## AUFGABENDETAILS
Ermitteln Sie, in wie vielen Zeilen der nachstehenden Datensätze die Zeichenfolge „cactus“ vorkommt, wobei Groß- und Kleinschreibung zu beachten ist. Nennen Sie ausschließlich die Zahl.

## EINGABEDATENSÄTZE
- - - - -

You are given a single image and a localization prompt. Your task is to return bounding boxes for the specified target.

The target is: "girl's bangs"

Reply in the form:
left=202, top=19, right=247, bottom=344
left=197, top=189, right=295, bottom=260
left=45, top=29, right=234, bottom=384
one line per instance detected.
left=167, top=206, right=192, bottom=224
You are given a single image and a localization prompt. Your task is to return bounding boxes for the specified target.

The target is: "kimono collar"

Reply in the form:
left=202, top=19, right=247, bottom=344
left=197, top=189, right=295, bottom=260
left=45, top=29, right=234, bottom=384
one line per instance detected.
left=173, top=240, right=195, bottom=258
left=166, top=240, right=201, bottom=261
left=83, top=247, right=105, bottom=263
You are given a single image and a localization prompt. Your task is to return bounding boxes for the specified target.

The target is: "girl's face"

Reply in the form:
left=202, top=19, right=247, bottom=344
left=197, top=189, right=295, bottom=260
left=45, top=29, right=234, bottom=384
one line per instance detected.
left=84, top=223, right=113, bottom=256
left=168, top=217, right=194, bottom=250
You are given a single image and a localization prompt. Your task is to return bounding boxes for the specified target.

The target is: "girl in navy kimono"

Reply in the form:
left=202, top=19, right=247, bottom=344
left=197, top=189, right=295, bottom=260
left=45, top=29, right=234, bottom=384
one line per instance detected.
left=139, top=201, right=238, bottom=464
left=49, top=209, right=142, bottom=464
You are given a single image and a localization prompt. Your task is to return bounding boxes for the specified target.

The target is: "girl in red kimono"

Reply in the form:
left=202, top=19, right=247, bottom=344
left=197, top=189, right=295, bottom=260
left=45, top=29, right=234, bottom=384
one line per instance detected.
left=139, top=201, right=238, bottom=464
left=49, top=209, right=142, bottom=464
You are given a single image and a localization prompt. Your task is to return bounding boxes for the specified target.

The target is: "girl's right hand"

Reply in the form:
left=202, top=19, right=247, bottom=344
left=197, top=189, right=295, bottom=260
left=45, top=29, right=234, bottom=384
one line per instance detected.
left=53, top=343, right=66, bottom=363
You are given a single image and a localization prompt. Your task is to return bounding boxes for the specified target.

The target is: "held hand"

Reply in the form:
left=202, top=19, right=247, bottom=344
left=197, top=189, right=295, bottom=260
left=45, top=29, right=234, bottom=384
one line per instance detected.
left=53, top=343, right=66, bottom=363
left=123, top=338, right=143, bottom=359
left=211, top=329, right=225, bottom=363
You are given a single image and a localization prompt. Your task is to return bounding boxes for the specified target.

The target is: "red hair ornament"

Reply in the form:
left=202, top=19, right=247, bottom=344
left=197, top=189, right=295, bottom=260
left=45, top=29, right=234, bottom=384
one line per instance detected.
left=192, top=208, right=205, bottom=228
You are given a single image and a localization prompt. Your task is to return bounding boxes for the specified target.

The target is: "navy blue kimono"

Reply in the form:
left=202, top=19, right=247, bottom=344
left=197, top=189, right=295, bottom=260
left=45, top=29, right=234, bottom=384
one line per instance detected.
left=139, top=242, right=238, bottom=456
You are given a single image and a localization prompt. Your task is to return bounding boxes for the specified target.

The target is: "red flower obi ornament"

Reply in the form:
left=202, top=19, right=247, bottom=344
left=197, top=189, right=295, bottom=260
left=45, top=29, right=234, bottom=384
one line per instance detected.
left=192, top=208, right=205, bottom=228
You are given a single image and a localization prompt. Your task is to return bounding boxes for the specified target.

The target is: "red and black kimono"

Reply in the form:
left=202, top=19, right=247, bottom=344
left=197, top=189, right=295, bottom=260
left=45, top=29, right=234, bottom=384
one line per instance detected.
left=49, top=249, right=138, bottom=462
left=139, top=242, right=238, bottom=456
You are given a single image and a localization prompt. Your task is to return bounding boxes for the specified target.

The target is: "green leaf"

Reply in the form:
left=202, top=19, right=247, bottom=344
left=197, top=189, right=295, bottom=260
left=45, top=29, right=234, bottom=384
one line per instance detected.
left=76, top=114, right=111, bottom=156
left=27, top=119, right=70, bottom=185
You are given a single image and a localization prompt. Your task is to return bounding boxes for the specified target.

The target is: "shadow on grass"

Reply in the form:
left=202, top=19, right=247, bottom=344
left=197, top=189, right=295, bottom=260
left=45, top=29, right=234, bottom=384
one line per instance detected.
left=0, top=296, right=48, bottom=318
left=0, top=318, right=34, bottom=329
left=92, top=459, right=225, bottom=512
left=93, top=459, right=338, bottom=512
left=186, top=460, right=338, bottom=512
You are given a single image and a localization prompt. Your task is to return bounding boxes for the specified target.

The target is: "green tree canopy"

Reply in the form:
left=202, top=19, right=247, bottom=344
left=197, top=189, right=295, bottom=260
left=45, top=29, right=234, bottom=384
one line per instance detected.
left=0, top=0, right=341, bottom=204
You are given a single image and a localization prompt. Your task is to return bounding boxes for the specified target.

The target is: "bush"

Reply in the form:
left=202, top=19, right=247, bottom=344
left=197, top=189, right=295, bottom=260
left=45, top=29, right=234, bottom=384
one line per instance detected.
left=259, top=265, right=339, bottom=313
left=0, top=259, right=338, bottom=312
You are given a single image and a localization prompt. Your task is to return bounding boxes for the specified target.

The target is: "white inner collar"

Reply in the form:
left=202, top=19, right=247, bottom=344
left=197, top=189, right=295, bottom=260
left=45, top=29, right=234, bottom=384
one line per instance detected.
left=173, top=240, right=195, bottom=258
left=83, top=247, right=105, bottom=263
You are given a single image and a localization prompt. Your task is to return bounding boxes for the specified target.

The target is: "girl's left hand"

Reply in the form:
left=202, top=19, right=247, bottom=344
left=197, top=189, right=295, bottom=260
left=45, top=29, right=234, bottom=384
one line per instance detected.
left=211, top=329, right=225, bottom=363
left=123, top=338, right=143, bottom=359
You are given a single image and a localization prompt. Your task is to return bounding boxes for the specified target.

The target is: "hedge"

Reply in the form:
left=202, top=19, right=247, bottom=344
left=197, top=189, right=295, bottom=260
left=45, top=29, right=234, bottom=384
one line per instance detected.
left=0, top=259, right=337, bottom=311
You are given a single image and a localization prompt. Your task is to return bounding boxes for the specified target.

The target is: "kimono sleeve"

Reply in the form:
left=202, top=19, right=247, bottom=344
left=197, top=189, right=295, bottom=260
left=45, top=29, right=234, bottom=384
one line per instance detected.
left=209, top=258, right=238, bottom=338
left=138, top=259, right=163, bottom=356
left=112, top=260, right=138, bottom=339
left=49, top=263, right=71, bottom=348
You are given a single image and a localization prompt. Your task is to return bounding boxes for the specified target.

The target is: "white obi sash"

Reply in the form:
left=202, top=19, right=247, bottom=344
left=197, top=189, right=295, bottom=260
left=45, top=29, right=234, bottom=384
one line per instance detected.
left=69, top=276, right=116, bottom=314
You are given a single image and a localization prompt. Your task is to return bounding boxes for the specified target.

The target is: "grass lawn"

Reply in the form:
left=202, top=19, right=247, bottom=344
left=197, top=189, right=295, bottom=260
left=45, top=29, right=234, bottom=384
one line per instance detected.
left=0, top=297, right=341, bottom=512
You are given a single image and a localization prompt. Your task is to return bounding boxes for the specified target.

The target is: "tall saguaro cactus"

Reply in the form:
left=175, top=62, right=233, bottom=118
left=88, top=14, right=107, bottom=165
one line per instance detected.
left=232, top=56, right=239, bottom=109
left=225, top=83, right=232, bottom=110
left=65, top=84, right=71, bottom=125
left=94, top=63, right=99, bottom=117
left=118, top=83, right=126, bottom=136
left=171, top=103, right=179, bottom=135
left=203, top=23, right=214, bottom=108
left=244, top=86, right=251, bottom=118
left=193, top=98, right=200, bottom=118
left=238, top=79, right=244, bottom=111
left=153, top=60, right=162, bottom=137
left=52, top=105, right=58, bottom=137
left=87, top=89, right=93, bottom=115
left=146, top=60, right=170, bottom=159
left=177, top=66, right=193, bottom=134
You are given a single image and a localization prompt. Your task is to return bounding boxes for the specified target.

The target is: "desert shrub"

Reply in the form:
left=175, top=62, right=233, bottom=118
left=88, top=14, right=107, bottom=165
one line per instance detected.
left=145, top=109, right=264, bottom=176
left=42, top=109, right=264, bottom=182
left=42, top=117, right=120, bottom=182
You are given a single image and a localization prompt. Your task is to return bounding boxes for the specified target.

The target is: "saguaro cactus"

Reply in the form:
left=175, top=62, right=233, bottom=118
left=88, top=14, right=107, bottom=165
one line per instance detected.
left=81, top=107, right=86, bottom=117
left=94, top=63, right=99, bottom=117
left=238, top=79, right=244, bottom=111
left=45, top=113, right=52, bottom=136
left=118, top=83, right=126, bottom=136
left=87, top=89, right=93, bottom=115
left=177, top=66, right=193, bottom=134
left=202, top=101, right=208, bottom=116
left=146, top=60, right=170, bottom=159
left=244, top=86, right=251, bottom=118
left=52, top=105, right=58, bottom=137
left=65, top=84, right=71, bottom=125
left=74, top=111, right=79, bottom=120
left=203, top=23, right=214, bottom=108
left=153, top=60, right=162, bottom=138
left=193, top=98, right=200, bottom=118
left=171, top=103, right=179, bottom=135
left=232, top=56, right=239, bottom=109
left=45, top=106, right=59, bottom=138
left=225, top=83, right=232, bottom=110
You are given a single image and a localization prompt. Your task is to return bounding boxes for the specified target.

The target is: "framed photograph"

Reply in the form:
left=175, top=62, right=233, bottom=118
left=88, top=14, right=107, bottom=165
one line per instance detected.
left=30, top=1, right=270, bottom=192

- - - - -

## DIE ANTWORT
2